• _本文抜粋_:

ロマンスとヒューマン、サスペンスなど、二つ以上のジャンルを混ぜて展開していくことは、混沌としてしまう難しさがあるが、本作は本当に丁度良い塩梅でまとめ上げられているので、一視聴者として没入感を一層感じたのかなと思う。

そして、結末から書き始めたのだろうか、と思うほど無理なく違和感なく展開していく脚本の面白さが最後まで心を離さない魅力がある。少し脱線するが、脚本家は【アンクル】の方。よくよく見ると、二つの作品でキャストが被っているのも納得だ。

唯一無二なイム・ジヨンの演技

 幼き頃に母を亡くし、かすかな希望が絶望に変わるたび、何度も心を無にしながら生きてきたクドク。心の底にある凄まじい復讐心を背負う彼女が、様々な喜怒哀楽の感情に出会っていくのだが、イム・ジヨンのこの感情の切り替えと表情の引き出しの多さが本当に凄まじい。劇中では、人の目から全ての光が消える瞬間を見た気がする…と実感せずにはいられないと思う。一瞬にして場を凍りつかせることも、温かい風を吹かせてみんなを抱きしめてしまうこともできる彼女の痺れる演技をぜひ本編で堪能いただきたい。

• _作業内容_:
上のドラマ評を、最後の文に続けて書き継いでください。

• _データ抜粋_:
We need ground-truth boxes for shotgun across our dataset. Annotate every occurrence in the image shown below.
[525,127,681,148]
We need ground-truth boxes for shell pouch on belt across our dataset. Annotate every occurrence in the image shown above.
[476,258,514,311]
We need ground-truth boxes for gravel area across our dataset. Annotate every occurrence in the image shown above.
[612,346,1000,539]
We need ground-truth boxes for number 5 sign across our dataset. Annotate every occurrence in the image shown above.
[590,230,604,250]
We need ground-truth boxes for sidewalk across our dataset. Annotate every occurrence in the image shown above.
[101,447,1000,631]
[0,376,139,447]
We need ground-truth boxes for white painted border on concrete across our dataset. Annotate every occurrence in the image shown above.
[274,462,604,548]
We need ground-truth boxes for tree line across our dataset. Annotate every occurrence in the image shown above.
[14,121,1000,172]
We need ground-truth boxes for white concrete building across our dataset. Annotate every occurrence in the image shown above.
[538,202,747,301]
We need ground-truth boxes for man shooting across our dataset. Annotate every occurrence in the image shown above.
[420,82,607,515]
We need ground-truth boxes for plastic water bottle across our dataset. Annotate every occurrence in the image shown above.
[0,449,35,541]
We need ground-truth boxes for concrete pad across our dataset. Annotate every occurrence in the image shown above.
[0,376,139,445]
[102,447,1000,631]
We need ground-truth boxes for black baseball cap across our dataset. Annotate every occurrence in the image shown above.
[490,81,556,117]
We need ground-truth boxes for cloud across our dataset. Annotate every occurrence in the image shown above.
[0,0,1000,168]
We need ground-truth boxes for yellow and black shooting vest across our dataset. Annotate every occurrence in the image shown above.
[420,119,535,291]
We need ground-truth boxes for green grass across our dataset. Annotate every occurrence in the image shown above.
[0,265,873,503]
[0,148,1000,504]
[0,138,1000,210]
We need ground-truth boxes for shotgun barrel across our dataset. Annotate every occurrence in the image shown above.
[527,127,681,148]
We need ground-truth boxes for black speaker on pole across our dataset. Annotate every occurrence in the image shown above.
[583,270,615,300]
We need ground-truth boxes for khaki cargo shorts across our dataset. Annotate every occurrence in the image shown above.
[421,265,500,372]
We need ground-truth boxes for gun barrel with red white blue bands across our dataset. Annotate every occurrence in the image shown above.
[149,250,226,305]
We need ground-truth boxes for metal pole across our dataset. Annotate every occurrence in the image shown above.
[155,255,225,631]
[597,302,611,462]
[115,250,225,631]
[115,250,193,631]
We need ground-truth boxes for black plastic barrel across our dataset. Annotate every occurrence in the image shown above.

• _本課題の解答_:
今大注目の俳優チュ・ヨンウの一人二役

 そっくりな顔をした県監の息子ソン・ユンギョムと、芸人のソン・ソンイ(後にソン・スンフィ)。運動神経抜群で感情をあまり表に出さず、強い信念を持つユンギョムが"静"だとすると、ソンイは"動"で、性格は真逆に近い。ソンイは、明るく常にポジティブで、目の前のことを笑いに変えようとするユーモアの持ち主だ。

そんな2人は顔が瓜二つという設定なのだが、出てきた瞬間に今どっちなのかがすぐ分かる演じわけが凄いポイント。眼差しに込めた強弱や、振る舞いなど、2人の違いがひしひしと伝わってくる。そして共通して宿るクドクへの尊敬を、違った形で表現しているのもまた見どころだと思う。

そして劇中では、チュ・ヨンウ演じるソンイの舞踊が見れるのだが、上手い…上手すぎて見惚れてしまう。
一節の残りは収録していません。